### Do this
Starting with the line that contains "mark: shadow on", copy each line exactly through the end of the listing, and omit all pictures.

### Data to use

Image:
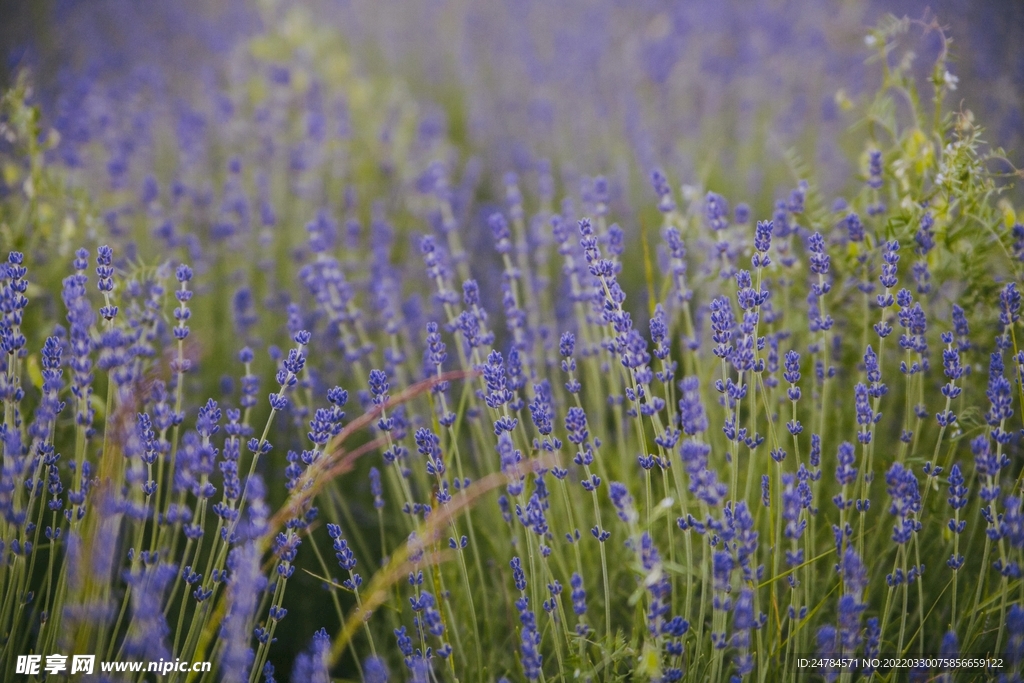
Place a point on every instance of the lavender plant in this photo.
(516, 428)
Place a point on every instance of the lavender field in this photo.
(434, 341)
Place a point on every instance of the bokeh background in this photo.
(702, 88)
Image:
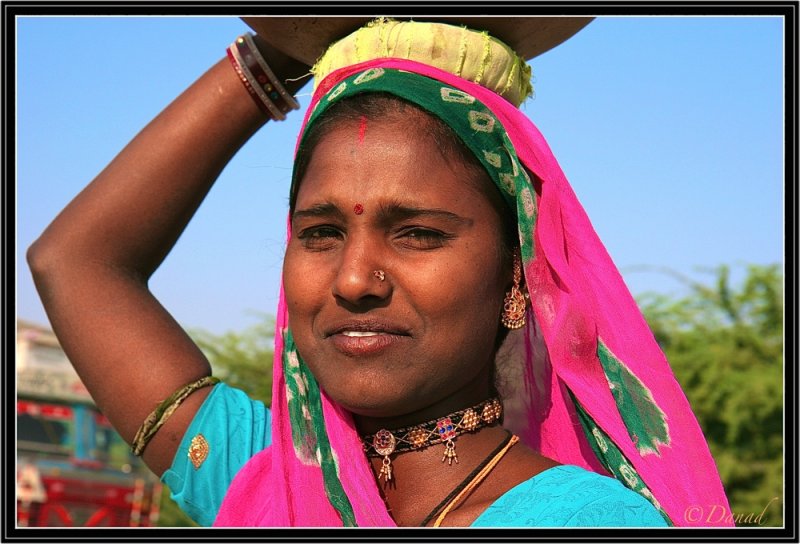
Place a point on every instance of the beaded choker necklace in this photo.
(436, 431)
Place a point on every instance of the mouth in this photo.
(366, 337)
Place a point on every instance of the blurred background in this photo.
(670, 130)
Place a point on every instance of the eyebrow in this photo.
(387, 213)
(398, 212)
(326, 209)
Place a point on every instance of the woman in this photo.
(436, 258)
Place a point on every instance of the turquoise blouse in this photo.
(236, 427)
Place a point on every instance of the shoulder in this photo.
(226, 432)
(570, 496)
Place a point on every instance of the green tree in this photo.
(725, 345)
(243, 360)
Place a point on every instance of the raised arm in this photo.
(92, 264)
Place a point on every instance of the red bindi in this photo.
(362, 129)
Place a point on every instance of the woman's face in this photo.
(377, 195)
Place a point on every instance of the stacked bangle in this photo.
(163, 411)
(259, 80)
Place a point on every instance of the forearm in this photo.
(91, 265)
(130, 216)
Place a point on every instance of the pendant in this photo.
(384, 443)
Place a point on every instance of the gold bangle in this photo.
(163, 411)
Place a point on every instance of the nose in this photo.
(361, 279)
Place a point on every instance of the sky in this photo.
(670, 130)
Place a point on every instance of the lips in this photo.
(362, 338)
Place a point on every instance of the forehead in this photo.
(393, 158)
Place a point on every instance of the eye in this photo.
(423, 238)
(320, 238)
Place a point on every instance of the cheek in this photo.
(301, 288)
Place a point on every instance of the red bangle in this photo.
(274, 111)
(264, 75)
(246, 83)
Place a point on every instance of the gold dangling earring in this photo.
(515, 302)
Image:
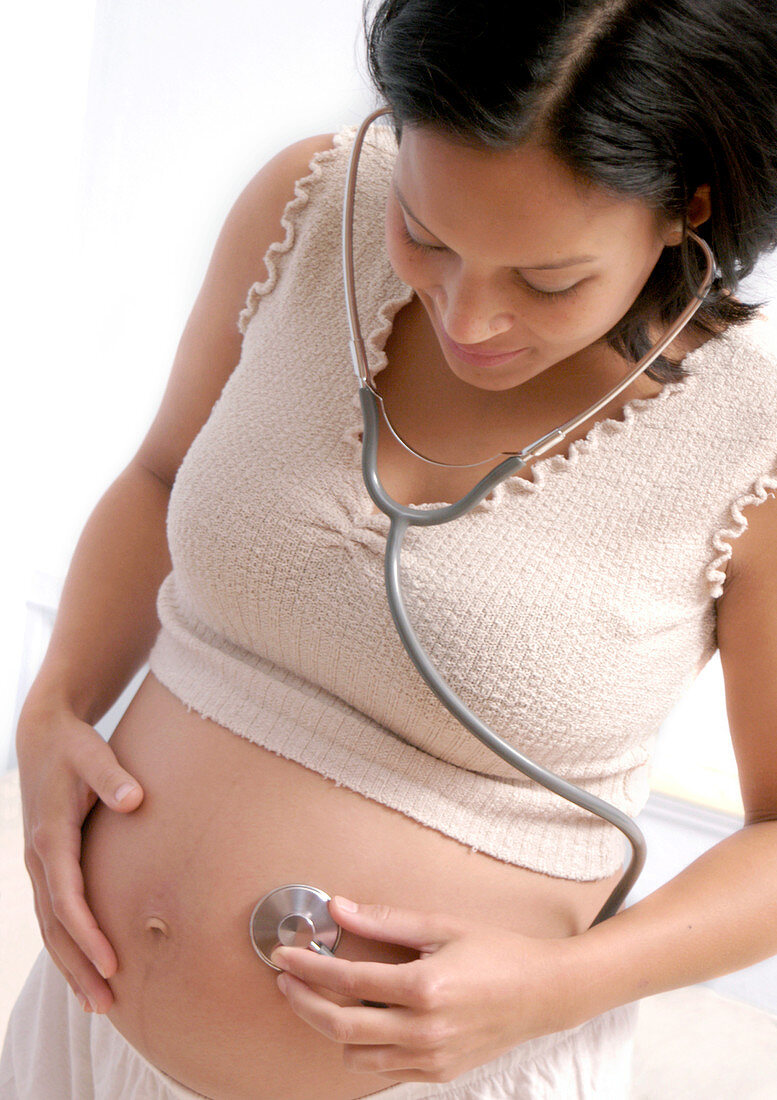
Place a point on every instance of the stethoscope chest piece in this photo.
(293, 916)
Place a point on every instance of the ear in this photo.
(700, 208)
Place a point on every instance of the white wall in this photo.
(133, 125)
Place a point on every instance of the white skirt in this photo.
(54, 1051)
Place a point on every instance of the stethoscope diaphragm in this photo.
(293, 915)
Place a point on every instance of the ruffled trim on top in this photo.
(756, 495)
(539, 469)
(302, 197)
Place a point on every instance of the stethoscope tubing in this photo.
(403, 516)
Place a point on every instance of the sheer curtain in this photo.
(134, 124)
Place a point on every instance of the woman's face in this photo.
(484, 226)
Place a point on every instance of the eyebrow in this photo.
(536, 267)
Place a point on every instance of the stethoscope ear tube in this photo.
(403, 516)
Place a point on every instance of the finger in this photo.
(59, 854)
(97, 765)
(348, 1024)
(424, 931)
(75, 967)
(401, 983)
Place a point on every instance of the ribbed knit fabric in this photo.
(570, 612)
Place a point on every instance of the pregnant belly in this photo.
(223, 822)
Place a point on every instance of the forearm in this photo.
(715, 916)
(107, 620)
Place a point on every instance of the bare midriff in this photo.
(223, 822)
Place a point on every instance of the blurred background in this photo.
(132, 127)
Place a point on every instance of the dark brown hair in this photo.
(646, 100)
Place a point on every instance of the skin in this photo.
(464, 1000)
(489, 217)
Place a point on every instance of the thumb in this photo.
(98, 766)
(412, 927)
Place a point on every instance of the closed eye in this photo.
(548, 295)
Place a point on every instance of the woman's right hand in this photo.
(64, 768)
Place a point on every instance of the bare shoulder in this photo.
(262, 201)
(210, 344)
(747, 642)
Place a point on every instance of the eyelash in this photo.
(533, 289)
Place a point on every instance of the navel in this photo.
(156, 925)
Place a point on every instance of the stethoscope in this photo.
(298, 914)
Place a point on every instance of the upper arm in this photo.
(747, 642)
(209, 347)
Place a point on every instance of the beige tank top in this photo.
(570, 612)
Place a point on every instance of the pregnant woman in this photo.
(522, 239)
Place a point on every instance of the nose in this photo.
(470, 314)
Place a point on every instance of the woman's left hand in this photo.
(474, 992)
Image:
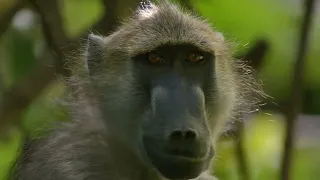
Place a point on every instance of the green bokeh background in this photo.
(242, 22)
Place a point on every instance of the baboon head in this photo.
(165, 84)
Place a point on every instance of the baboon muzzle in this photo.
(182, 149)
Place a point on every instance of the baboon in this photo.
(154, 98)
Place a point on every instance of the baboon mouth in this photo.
(178, 165)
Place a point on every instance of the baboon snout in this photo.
(183, 135)
(185, 142)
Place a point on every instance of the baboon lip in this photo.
(177, 166)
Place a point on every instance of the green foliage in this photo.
(242, 22)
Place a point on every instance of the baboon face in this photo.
(166, 85)
(176, 135)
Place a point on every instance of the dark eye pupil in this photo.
(154, 58)
(194, 57)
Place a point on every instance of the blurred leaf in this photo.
(80, 14)
(21, 52)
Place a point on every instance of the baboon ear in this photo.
(94, 53)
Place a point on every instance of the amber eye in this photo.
(195, 58)
(154, 58)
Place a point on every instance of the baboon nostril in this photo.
(183, 135)
(190, 135)
(176, 135)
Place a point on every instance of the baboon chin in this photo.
(153, 100)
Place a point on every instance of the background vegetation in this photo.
(33, 50)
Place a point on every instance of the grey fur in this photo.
(92, 146)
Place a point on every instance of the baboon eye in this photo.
(195, 58)
(155, 58)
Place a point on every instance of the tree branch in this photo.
(295, 101)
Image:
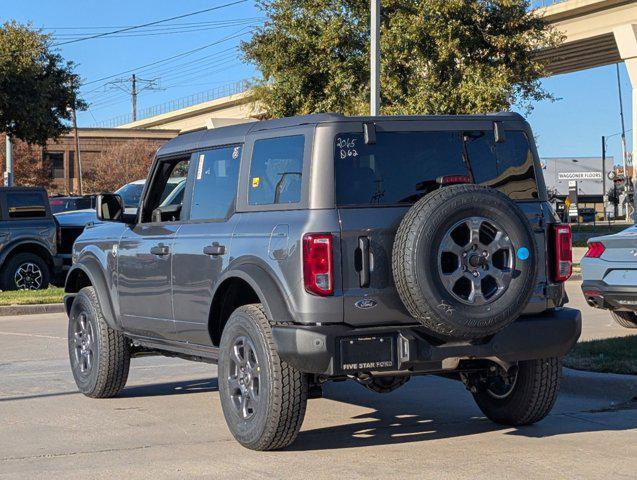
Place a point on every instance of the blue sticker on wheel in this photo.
(523, 253)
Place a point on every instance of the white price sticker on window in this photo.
(202, 157)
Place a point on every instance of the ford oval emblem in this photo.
(366, 304)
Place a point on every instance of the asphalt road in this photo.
(168, 424)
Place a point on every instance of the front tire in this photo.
(529, 398)
(25, 271)
(99, 355)
(625, 319)
(262, 397)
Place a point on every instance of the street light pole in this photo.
(8, 167)
(77, 167)
(604, 196)
(374, 101)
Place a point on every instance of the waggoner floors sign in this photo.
(579, 175)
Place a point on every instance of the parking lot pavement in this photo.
(168, 423)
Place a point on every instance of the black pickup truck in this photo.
(28, 239)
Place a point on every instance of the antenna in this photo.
(133, 86)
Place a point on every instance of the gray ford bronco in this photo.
(326, 247)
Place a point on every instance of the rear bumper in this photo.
(600, 294)
(321, 349)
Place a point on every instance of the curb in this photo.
(620, 388)
(10, 310)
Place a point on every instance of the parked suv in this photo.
(325, 247)
(28, 239)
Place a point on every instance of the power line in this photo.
(179, 55)
(91, 37)
(177, 24)
(162, 30)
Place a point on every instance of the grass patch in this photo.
(32, 297)
(611, 355)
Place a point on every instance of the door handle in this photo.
(160, 250)
(214, 250)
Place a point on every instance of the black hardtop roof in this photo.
(233, 134)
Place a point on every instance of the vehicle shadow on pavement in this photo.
(204, 385)
(429, 410)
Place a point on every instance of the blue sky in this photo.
(572, 126)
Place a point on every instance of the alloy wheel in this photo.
(244, 377)
(28, 276)
(475, 261)
(83, 343)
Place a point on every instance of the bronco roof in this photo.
(233, 134)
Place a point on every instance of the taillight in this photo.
(595, 250)
(563, 254)
(318, 276)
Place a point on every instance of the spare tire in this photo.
(465, 262)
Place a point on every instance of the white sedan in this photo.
(609, 272)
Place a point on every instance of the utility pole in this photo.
(77, 160)
(8, 167)
(374, 57)
(132, 87)
(134, 96)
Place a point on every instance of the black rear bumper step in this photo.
(320, 349)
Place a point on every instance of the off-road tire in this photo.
(625, 319)
(7, 275)
(532, 397)
(282, 390)
(111, 362)
(415, 262)
(386, 384)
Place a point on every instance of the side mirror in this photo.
(110, 207)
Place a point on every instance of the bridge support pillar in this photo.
(626, 38)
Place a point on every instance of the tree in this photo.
(31, 169)
(118, 164)
(437, 56)
(37, 86)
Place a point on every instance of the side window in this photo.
(276, 170)
(516, 168)
(26, 205)
(215, 184)
(480, 147)
(168, 180)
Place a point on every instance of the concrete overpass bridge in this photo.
(597, 33)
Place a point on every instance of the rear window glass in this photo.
(26, 204)
(515, 167)
(216, 182)
(399, 168)
(403, 166)
(276, 170)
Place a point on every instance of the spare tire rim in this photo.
(244, 378)
(28, 276)
(475, 261)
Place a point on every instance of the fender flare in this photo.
(90, 267)
(270, 295)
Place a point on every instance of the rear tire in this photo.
(25, 271)
(262, 397)
(529, 399)
(99, 355)
(625, 319)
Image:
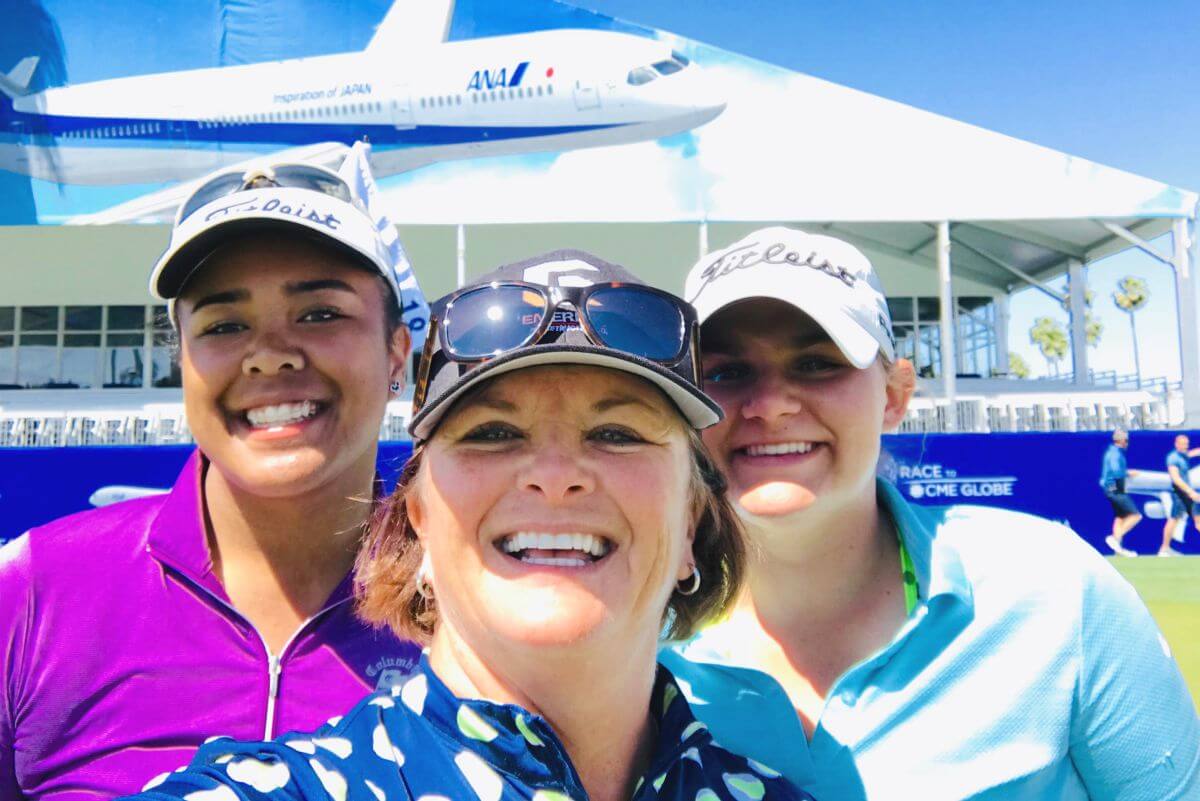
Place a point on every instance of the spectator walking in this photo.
(1114, 473)
(1183, 498)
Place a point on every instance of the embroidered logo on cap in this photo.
(558, 273)
(279, 208)
(750, 256)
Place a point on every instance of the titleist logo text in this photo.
(749, 256)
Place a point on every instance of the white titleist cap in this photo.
(825, 277)
(292, 209)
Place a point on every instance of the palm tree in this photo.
(1051, 339)
(1018, 366)
(1092, 326)
(1131, 295)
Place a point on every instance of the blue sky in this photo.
(1117, 83)
(1111, 82)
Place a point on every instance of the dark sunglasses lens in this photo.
(637, 321)
(491, 320)
(307, 178)
(217, 187)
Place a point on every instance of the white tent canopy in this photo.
(891, 178)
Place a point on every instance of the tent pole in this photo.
(1185, 253)
(1078, 299)
(461, 277)
(946, 325)
(1001, 333)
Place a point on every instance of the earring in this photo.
(424, 588)
(695, 583)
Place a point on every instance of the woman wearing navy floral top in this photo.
(557, 513)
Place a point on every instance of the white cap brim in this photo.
(808, 291)
(329, 218)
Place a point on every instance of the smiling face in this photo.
(555, 507)
(286, 365)
(802, 425)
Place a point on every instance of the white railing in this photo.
(162, 423)
(1038, 413)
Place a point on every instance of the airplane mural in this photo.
(415, 96)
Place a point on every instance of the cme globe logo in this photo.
(939, 482)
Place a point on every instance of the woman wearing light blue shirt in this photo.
(557, 513)
(889, 651)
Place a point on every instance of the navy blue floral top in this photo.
(419, 742)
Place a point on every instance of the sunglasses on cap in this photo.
(299, 176)
(477, 324)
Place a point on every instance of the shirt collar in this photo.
(522, 745)
(179, 534)
(940, 574)
(937, 566)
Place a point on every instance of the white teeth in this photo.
(587, 543)
(556, 561)
(281, 414)
(780, 449)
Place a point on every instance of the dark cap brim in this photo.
(696, 408)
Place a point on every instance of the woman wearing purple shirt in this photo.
(132, 633)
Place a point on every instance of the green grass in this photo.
(1171, 590)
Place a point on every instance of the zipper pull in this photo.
(274, 667)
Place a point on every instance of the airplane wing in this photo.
(412, 23)
(160, 206)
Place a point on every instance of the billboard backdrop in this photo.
(1054, 475)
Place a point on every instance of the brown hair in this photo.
(385, 572)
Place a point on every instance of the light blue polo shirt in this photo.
(1030, 669)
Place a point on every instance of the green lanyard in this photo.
(911, 595)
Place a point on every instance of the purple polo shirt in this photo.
(120, 652)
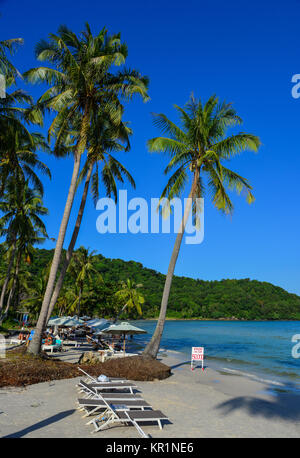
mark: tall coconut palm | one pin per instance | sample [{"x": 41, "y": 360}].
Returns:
[
  {"x": 21, "y": 209},
  {"x": 7, "y": 69},
  {"x": 130, "y": 297},
  {"x": 81, "y": 269},
  {"x": 198, "y": 150},
  {"x": 107, "y": 135},
  {"x": 82, "y": 79},
  {"x": 19, "y": 158}
]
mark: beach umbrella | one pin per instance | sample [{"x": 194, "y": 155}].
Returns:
[
  {"x": 124, "y": 329},
  {"x": 67, "y": 321}
]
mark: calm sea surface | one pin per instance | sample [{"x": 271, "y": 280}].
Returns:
[{"x": 263, "y": 349}]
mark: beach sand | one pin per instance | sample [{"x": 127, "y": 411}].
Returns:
[{"x": 198, "y": 404}]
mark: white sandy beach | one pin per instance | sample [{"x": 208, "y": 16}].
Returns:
[{"x": 199, "y": 404}]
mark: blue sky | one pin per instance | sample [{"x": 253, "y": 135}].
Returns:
[{"x": 246, "y": 53}]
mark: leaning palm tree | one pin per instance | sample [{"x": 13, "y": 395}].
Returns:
[
  {"x": 81, "y": 81},
  {"x": 21, "y": 209},
  {"x": 81, "y": 269},
  {"x": 19, "y": 157},
  {"x": 198, "y": 150},
  {"x": 108, "y": 134},
  {"x": 7, "y": 69},
  {"x": 130, "y": 297}
]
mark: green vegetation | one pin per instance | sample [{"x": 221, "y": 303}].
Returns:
[{"x": 189, "y": 298}]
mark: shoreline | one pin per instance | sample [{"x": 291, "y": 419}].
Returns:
[
  {"x": 218, "y": 319},
  {"x": 198, "y": 404}
]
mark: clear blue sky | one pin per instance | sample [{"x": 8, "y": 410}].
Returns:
[{"x": 246, "y": 53}]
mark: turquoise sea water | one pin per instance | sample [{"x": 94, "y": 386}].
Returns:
[{"x": 263, "y": 349}]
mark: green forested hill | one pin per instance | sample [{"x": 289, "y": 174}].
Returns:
[{"x": 190, "y": 298}]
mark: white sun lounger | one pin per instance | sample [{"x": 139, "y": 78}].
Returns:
[
  {"x": 91, "y": 392},
  {"x": 118, "y": 413},
  {"x": 94, "y": 380},
  {"x": 95, "y": 405},
  {"x": 101, "y": 386}
]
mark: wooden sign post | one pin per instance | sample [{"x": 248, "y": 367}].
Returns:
[{"x": 197, "y": 355}]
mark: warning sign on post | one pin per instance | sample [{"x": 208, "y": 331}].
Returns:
[{"x": 197, "y": 355}]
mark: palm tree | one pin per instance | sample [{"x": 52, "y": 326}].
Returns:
[
  {"x": 19, "y": 158},
  {"x": 197, "y": 152},
  {"x": 81, "y": 269},
  {"x": 20, "y": 223},
  {"x": 130, "y": 296},
  {"x": 106, "y": 136},
  {"x": 80, "y": 82}
]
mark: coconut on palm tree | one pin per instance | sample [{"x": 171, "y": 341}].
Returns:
[
  {"x": 20, "y": 224},
  {"x": 198, "y": 149},
  {"x": 81, "y": 81}
]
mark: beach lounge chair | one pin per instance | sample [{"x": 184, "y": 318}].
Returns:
[
  {"x": 118, "y": 413},
  {"x": 91, "y": 392}
]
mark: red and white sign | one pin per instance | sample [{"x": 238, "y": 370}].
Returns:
[{"x": 197, "y": 355}]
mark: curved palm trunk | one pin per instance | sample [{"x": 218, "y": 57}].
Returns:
[
  {"x": 5, "y": 284},
  {"x": 120, "y": 313},
  {"x": 152, "y": 348},
  {"x": 35, "y": 344},
  {"x": 79, "y": 301},
  {"x": 69, "y": 253}
]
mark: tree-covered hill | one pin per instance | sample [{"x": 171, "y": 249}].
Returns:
[{"x": 242, "y": 299}]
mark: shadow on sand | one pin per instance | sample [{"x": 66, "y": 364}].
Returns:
[
  {"x": 285, "y": 403},
  {"x": 41, "y": 424}
]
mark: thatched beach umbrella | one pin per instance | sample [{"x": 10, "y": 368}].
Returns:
[
  {"x": 97, "y": 323},
  {"x": 124, "y": 329},
  {"x": 67, "y": 321}
]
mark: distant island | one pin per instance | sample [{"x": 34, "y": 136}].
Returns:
[{"x": 190, "y": 299}]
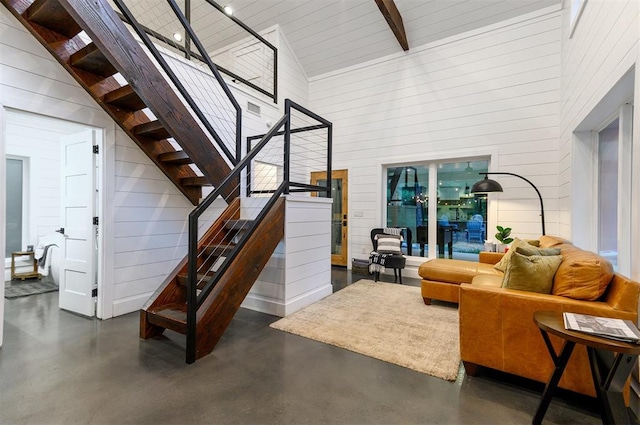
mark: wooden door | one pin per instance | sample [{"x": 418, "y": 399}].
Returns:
[{"x": 339, "y": 213}]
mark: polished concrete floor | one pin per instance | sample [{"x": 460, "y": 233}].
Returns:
[{"x": 58, "y": 368}]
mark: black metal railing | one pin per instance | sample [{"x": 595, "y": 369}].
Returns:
[
  {"x": 205, "y": 93},
  {"x": 237, "y": 50},
  {"x": 287, "y": 155},
  {"x": 308, "y": 139}
]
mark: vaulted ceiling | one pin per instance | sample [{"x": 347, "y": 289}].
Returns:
[
  {"x": 331, "y": 34},
  {"x": 327, "y": 35}
]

### Correct output
mark: shadow on sand | one pin per instance | sample [{"x": 66, "y": 364}].
Returns:
[
  {"x": 285, "y": 403},
  {"x": 41, "y": 424}
]
mark: thatched beach umbrella | one pin per instance | sample [{"x": 10, "y": 368}].
Returns:
[
  {"x": 97, "y": 323},
  {"x": 124, "y": 329},
  {"x": 67, "y": 321}
]
mark: distant island | one pin per instance | sample [{"x": 34, "y": 136}].
Returns:
[{"x": 190, "y": 299}]
mark: wooden door | one pin per instance | sample [{"x": 418, "y": 399}].
Returns:
[{"x": 339, "y": 213}]
mark: polished concrete floor | one pin per instance | sample [{"x": 460, "y": 233}].
Returns:
[{"x": 58, "y": 368}]
mark: black metal railing | one pin per instance | sample [{"x": 595, "y": 369}].
Returns:
[
  {"x": 205, "y": 93},
  {"x": 237, "y": 50},
  {"x": 287, "y": 155},
  {"x": 308, "y": 139}
]
mark: vaulted ceiling | one pin per instance | sample [{"x": 347, "y": 289}].
Returns:
[
  {"x": 331, "y": 34},
  {"x": 327, "y": 35}
]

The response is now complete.